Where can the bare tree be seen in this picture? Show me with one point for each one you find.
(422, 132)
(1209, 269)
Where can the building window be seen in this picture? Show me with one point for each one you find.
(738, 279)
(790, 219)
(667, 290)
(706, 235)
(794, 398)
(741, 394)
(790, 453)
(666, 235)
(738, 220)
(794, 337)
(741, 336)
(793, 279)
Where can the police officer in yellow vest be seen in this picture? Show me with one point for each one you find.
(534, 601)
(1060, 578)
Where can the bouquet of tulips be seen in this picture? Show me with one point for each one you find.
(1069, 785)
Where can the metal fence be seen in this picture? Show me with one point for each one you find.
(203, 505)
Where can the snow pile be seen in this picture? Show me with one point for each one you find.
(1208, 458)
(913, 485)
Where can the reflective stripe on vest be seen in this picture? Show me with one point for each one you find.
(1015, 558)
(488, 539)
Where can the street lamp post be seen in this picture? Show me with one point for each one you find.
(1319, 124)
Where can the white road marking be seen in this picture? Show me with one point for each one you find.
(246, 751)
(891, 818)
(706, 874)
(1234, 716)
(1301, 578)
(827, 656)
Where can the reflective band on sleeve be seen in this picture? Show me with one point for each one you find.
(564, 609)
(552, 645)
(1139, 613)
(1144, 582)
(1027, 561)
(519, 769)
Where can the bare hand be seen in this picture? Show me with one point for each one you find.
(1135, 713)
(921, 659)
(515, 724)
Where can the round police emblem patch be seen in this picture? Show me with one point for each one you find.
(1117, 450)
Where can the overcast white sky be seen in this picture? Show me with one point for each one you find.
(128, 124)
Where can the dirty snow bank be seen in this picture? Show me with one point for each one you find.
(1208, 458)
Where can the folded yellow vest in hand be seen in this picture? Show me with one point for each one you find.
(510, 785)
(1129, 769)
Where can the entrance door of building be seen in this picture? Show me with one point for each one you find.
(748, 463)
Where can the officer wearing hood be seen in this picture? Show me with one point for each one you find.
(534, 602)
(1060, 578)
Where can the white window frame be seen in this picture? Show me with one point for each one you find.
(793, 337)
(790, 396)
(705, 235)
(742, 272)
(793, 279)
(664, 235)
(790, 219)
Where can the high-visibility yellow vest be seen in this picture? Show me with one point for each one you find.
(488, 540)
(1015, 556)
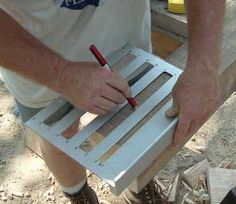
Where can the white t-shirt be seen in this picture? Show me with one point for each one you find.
(69, 27)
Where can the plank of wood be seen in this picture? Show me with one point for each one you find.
(227, 73)
(161, 18)
(220, 181)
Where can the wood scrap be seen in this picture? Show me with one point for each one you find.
(220, 182)
(174, 190)
(163, 187)
(191, 175)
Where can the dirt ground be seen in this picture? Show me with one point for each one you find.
(24, 174)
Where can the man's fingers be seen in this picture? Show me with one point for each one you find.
(97, 110)
(105, 104)
(120, 84)
(173, 111)
(181, 130)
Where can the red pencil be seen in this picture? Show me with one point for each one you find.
(104, 63)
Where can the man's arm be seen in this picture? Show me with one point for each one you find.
(196, 94)
(87, 85)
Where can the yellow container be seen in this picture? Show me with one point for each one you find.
(176, 6)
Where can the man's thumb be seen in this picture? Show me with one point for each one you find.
(173, 111)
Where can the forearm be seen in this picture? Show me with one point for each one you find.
(205, 22)
(24, 54)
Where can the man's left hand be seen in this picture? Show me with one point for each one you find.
(196, 96)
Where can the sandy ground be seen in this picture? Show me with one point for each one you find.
(23, 173)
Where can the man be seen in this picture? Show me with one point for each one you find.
(44, 52)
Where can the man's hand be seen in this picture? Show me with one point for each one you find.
(92, 88)
(196, 96)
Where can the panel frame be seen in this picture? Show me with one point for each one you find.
(120, 169)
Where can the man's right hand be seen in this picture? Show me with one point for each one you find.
(91, 87)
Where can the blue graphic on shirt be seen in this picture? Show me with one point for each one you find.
(79, 4)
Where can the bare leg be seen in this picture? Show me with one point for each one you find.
(67, 172)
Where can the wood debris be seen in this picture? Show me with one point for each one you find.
(191, 175)
(174, 190)
(17, 194)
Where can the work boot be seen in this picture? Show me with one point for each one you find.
(151, 194)
(85, 196)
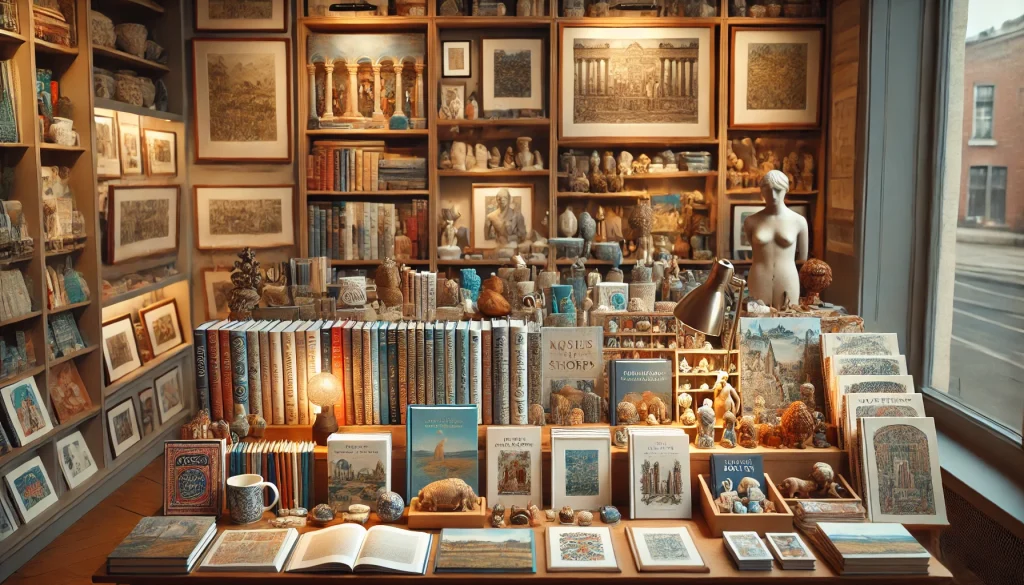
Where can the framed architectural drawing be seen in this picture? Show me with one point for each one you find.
(31, 489)
(501, 214)
(169, 394)
(241, 98)
(229, 217)
(108, 159)
(161, 323)
(75, 458)
(512, 74)
(458, 59)
(161, 153)
(26, 411)
(120, 350)
(141, 221)
(644, 81)
(227, 15)
(775, 78)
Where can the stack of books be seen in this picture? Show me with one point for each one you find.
(163, 545)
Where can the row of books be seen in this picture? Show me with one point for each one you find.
(360, 166)
(383, 367)
(368, 231)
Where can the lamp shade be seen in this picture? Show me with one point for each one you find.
(324, 389)
(704, 308)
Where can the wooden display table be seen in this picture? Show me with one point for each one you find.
(712, 550)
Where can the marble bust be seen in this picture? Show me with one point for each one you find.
(778, 237)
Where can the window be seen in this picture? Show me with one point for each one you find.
(984, 96)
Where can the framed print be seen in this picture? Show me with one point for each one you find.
(131, 149)
(236, 15)
(31, 489)
(229, 217)
(123, 426)
(108, 159)
(512, 74)
(242, 101)
(458, 60)
(501, 214)
(141, 221)
(217, 287)
(644, 81)
(120, 351)
(26, 411)
(76, 460)
(169, 394)
(161, 153)
(147, 411)
(161, 323)
(775, 78)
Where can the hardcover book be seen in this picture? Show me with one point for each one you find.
(441, 443)
(194, 477)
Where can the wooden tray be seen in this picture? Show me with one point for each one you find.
(780, 520)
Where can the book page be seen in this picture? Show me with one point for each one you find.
(394, 548)
(338, 544)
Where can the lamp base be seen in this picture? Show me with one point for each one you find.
(325, 425)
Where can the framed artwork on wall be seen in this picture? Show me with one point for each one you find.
(120, 350)
(224, 15)
(501, 210)
(775, 78)
(644, 81)
(242, 100)
(161, 153)
(457, 58)
(161, 323)
(512, 74)
(108, 159)
(141, 221)
(229, 217)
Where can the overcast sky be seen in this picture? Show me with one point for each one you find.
(984, 14)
::::::::::
Given request: Write out each of the entries above word for word, from first to last, and leave the pictures out of your copy.

Exercise response:
Where can the bare tree be seen in this picture? Show me with one point for each one you find.
(422, 132)
(1209, 269)
Where can the building window be seen in this picture? Show me with one point for each one you find.
(738, 279)
(790, 219)
(667, 290)
(706, 235)
(794, 398)
(741, 394)
(790, 453)
(666, 235)
(738, 220)
(794, 337)
(741, 336)
(793, 279)
Where can the police officer in yellow vest be seen in this picture? Show me with one point for each one you find.
(534, 601)
(1060, 578)
Where can the bouquet of tulips be seen in this picture? Show me with one point for each one you find.
(1069, 785)
Where can the metal fence be seen in this picture? Show me with one point for each one you find.
(203, 505)
Where can the snow pile be seen in this picture? Show me with one point for each one you find.
(1208, 458)
(913, 485)
Where can the reflective stripe on vest be seen in this picture? Show me with one point for each one you find.
(1015, 558)
(488, 539)
Where can the street lamp post be seen in this picture? Show me with one point for each one you find.
(1319, 124)
Where can the white road marking be seen in this picture? Show me with one point for each one you find.
(246, 751)
(891, 818)
(706, 874)
(1234, 716)
(1301, 578)
(827, 656)
Where can the reflective band on sleeve be seen in this picture? Show me with one point for each one you find.
(564, 609)
(552, 645)
(1139, 613)
(1144, 582)
(1027, 561)
(519, 769)
Where can the bare hand be seen in this picture? Show me with one point for each one you find.
(1135, 713)
(921, 659)
(515, 724)
Where can the round police emblem patch be seen in this picture? Show me with one point for each one you find.
(1117, 450)
Where can the overcast white sky be seen in this picture? Show me with one point for each one you find.
(128, 124)
Where can the dirty snow bank be seen in this picture? Show me with one point for each one you find.
(1208, 458)
Where can the folded yellow vest in hand be seen in this picture? Show me with one point for each one you find.
(510, 785)
(1129, 769)
Where can the entrance door of building be seen in this picture? Show me with one point for each one you find.
(748, 463)
Where can the officer wearing hood be seen in this picture? Show me with one point for each one you find.
(534, 602)
(1060, 578)
Where can the white window frame be seen in this picture? Show me with one point for each one you find.
(793, 337)
(790, 396)
(705, 235)
(742, 272)
(793, 279)
(664, 235)
(790, 219)
Where can the high-visibility yellow vest be seen in this picture? Show me with one point for each one you find.
(488, 540)
(1015, 556)
Where can the white t-shirt be seen in this picture? Show me with one point for each one you find.
(69, 27)
Where can the plank of wood be seen in this picture? Show me with one point for each one you find.
(227, 73)
(161, 18)
(220, 181)
Where can the wood scrap be seen in this picture? Show me with one point for each one you find.
(220, 182)
(174, 190)
(163, 187)
(191, 175)
Where can the dirt ground be seen in this picture? Show me with one point for each one you find.
(24, 174)
Where can the man's fingers be seen in this picture? Show me with one point for each one you find.
(97, 110)
(105, 104)
(120, 84)
(173, 111)
(181, 130)
Where can the red pencil be seen in this picture? Show me with one point for each one you find.
(104, 63)
Where can the man's arm be seen in this picture? Show me with one point for each one you find.
(196, 94)
(87, 85)
Where can the yellow container be seen in this picture? Show me with one point for each one you find.
(176, 6)
Where can the man's thumb be seen in this picture? Show me with one point for each one you find.
(173, 111)
Where can the forearm be seen in this picture? Show me with one point for each one you find.
(205, 22)
(24, 54)
Where can the man's left hand be seen in this picture? Show me with one point for each one you find.
(196, 96)
Where can the sandy ground be seen in this picture? Show me with one point for each one you find.
(23, 173)
Where can the man be seen in this picture? Show me with one point for each one you find.
(44, 52)
Where can the man's hand be seen in this picture? Show me with one point for each one you find.
(92, 88)
(196, 96)
Where can the panel frame be seen in this picture? Show me with one point for each one you find.
(120, 169)
Where can the man's right hand be seen in this picture? Show me with one point for each one you find.
(91, 87)
Where can the blue graphic on shirt be seen in this picture? Show me with one point for each one you find.
(79, 4)
Where can the bare leg be seen in this picture? Show me with one point for each one you find.
(67, 172)
Where can the wood debris be seen in this picture? Show me with one point for each one you find.
(191, 175)
(174, 190)
(17, 194)
Where can the work boot be seen in this picture? Show me with one point for each one you find.
(151, 194)
(85, 196)
Where can the framed architectural drawing be seen in this picture? Show me with one point for each one you find.
(31, 489)
(501, 214)
(169, 394)
(241, 98)
(229, 217)
(108, 159)
(161, 323)
(75, 458)
(512, 74)
(458, 59)
(161, 153)
(26, 411)
(120, 350)
(141, 221)
(644, 81)
(227, 15)
(775, 78)
Where can the stack of books be seen in this picture? Show me with one point for each one you find.
(163, 545)
Where can the row of books be seen in this picture? Show me with one point for each one you find.
(360, 166)
(383, 367)
(368, 231)
Where can the lamp shade be seen in this picture? Show me with one point for each one you find.
(324, 389)
(704, 308)
Where can the wooden display table be seen in this picture? Show me with one point for each one you find.
(712, 550)
Where can the marble bust be seen in this picture? Show me with one point for each one you find.
(778, 237)
Where can the window be seen in this picture? Show me with one point for each one you find.
(984, 96)
Where can the framed print be seen in this picture? Show me with one point for each one you find.
(131, 149)
(236, 15)
(31, 489)
(229, 217)
(123, 426)
(108, 159)
(512, 74)
(242, 101)
(458, 60)
(501, 214)
(141, 221)
(217, 287)
(644, 81)
(120, 351)
(26, 411)
(76, 460)
(169, 394)
(161, 153)
(147, 411)
(161, 323)
(775, 78)
Where can the hardcover book be seen in this picture? Show me with one point for each one you find.
(441, 443)
(194, 477)
Where can the wooden tray be seen in this picture? Show me with one point for each one you find.
(780, 520)
Where can the book page be seen in this picture? Show me with one point for each one you find.
(394, 548)
(338, 544)
Where can the lamp base be seen in this picture? Show me with one point for each one you find.
(325, 425)
Where can the framed artwork on wall be seen in this picture? Show me with one point for each one you find.
(120, 350)
(224, 15)
(501, 210)
(775, 78)
(644, 81)
(242, 100)
(161, 153)
(457, 58)
(161, 323)
(512, 74)
(108, 159)
(141, 221)
(229, 217)
Where can the overcast sky be seen in this picture? Show me with one point for each one you find.
(984, 14)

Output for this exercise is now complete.